*Exercise task 1*: Please set down word for word the part of the Facebook dating comments starting at "I personally deleted" and ending at "like trouble anyways.".
*Exercise task 2*: In the Facebook dating comments, why might someone who dates casually object to being tagged in a photo with a date? Explain in one to three sentences.
*Exercise task 3*: Extend the Facebook dating comments with a few more comments in the same vein, picking up after the last one shown.

My other thought – was she ugly/fat? If she were hot, you could use that in your favor to make the other girls you are dating (or potentially could date) jealous.
I have a little problem here with the entire deal. It’s definitely fine to date multiple girls casually, particularly if you’re up front about it with all of them.
I’m all for being honest with girls (particularly in this sort of situation) and I have offended a few before with said honesty, but am I the only one who gets a little skeptical reading about the
situation here? Aside from the easy fixes of keeping your facebook
relatively private with privacy settings, if he’s just dating (all of
said) girls casually, who cares if you have a picture with a girl on your facebook? Seems like there may be more to the story here…
Some people want to keep their dating life separate from the rest of their life, especially if it’s only casual. A lot of questions can come when you’re suddenly tagged in a date-type picture with a girl that your normal circle of friends don’t know.
I personally deleted my facebook account a while ago to avoid situations like these.
If he liked her enough (if she was hot enough) he would want people to see that he was hanging out with her. A pretty good strategy by her actually to quickly find out what his real opinion is of her. Clearly he’s not that into her, so they are both better off. Everyone moves on. This is not a Facebook issue. Facebook is just being used as a tool in this scenario, as it should be.
or you can hide all pictures from other people, or just allow them to see your profile pictures…
ABORT!
The gentleman thing to do would be to remove the tag without making a fuss. Then casually never call her again… No fuss no muss. She sounds like trouble anyways.
Likewise you can select “Remove from Profile” which will leave you tagged on her end, but remove the photo from any listing of photos of you as well as your timeline.
My experience has been that you generally can’t casually date several women without this sort of thing happening regularly. All you can do is be consistent, honest and respectful. Women seem to say they are okay with this sort of thing but most aren’t. You can still casually date, just be very careful not to end up as a jerk. You end up being presented with regular instances where being a jerk is the easier path to take. Again, in my experience, this lifestyle can be led but it’s a minefield full of sobbing ladies. Good luck!
Further proof that facebook is the all time worst.
All depends on how hot she is; this calls for the Hot/Crazy Scale.
Edit: Looks like Rs beat me to the HIMYM reference.
A study was done recently which found that Facebook users fall into two general categories: there are people who use Facebook to communicate and share (an article, a joke, a photo), and people who use Facebook to broadcast and draw attention to themselves. Something to think about…if you are the first type of Facebook user, you might not be compatible with the second type. I have a friend who was basically driven from Facebook entirely because his wife is such a raging narcissist on Facebook that he had to distance himself.
That’s fine, as long as she doesn’t reach the “Shellie Gillespie Zone.”
From what I’ve read, I’m probably the only Dappered reader with a public profile then.

*Collected material*:

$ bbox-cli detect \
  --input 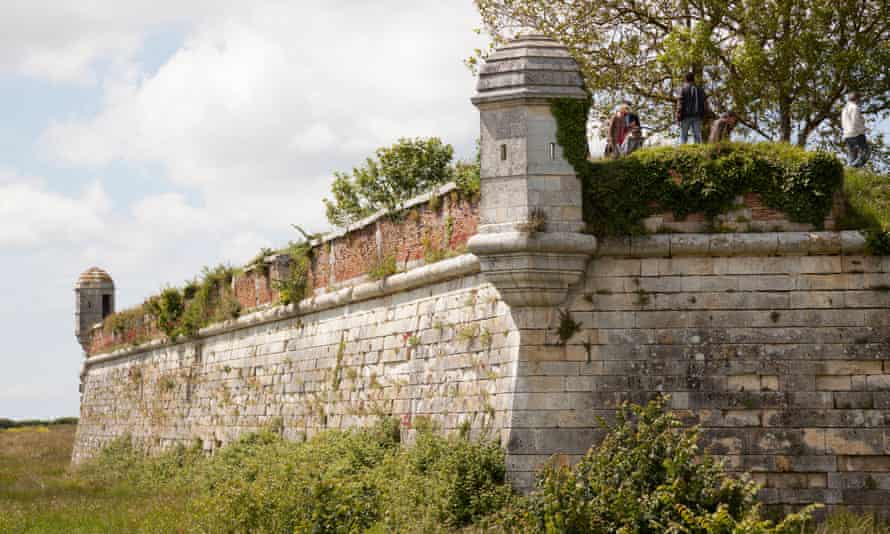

*Right answer 1*:
I personally deleted my facebook account a while ago to avoid situations like these.
If he liked her enough (if she was hot enough) he would want people to see that he was hanging out with her. A pretty good strategy by her actually to quickly find out what his real opinion is of her. Clearly he’s not that into her, so they are both better off. Everyone moves on. This is not a Facebook issue. Facebook is just being used as a tool in this scenario, as it should be.
or you can hide all pictures from other people, or just allow them to see your profile pictures…
ABORT!
The gentleman thing to do would be to remove the tag without making a fuss. Then casually never call her again… No fuss no muss. She sounds like trouble anyways.

*Right answer 2*: Some people want to keep their dating life separate from the rest of their life, especially when the dating is only casual. Being suddenly tagged in a date-type picture with a girl one's normal circle of friends doesn't know can bring a lot of questions.

*Right answer 3*:
I was in a very similar situation recently. I went on a date with a woman, and sent a friend request, and I accepted, but put her in “restricted” status so she couldn’t see everything on my page or post on it. That was a bit clumsy, because it was obvious to her that she couldn’t access all my info. But, it brought us to the conversation where I said that I really don’t like to have any romantic information on facebook, because it overshares with friends and even with acquaintances that I only know so well.
We eventually started dating exclusively, and I made her a full-fledged “friend”, which was nice, because we could share invitations to events, funny stories etc. But I did and do not post my relationship status, and while she changed hers, she knew not to list me as her partner. We have (sadly, but necessarily) broken up since then. I can choose the people with whom I discuss the break-up, and for her, the breakup was broadcast to her world. I believe she’s now had 2nd thoughts about publicizing relationship info on facebook.
She ignored a very simple request, it’s that simple. The rest of it is speculation that seems to be based on female stereotypes, which is pretty sad. Why would he want to keep seeing a girl who can’t just accept that he doesn’t want to be tagged? What difference does it make why she did it? We can’t really know anyway.
Sounds like she was saving face and telling you what you wanted to hear. Meanwhile she decided to mark her territory.. or as I call it: “peeing on your wall.” Some (younger) women try make themselves known by “liking” every one of your status updates, comment, and pictures and tagging you to let everyone know you were together.
To avoid this kind of thing, I think it’s fine to let people know that you don’t like to put all of your personal whereabouts and comings and goings on Facebook. I would not even have brought up casually dating other women… especially if it was not solely about that.
The other thing is that you can setup your Facebook settings to 1) require all tags to be approved by you or 2) not allow tagged photos to be visible by other people.
The problem with Facebook though is that no matter what your privacy settings are, you can’t control everything. For example, when I share a photo with my friends list, I can guarantee that one of my family members who aren’t privacy-savvy will reshare that photo publicly… which defeats my whole purpose.
I agree, but casual dating or not, a woman will quickly get jealous if they SEE you with another woman. Also, there is the aspect of family and friends asking annoying questions.
Agreed. Some people don’t have tact when it comes to post privacy and the underlying risks involved in what is being shared. I know people who post their every waking moment on Facebook and have had their houses burglarized. Friends on Facebook are not always friends.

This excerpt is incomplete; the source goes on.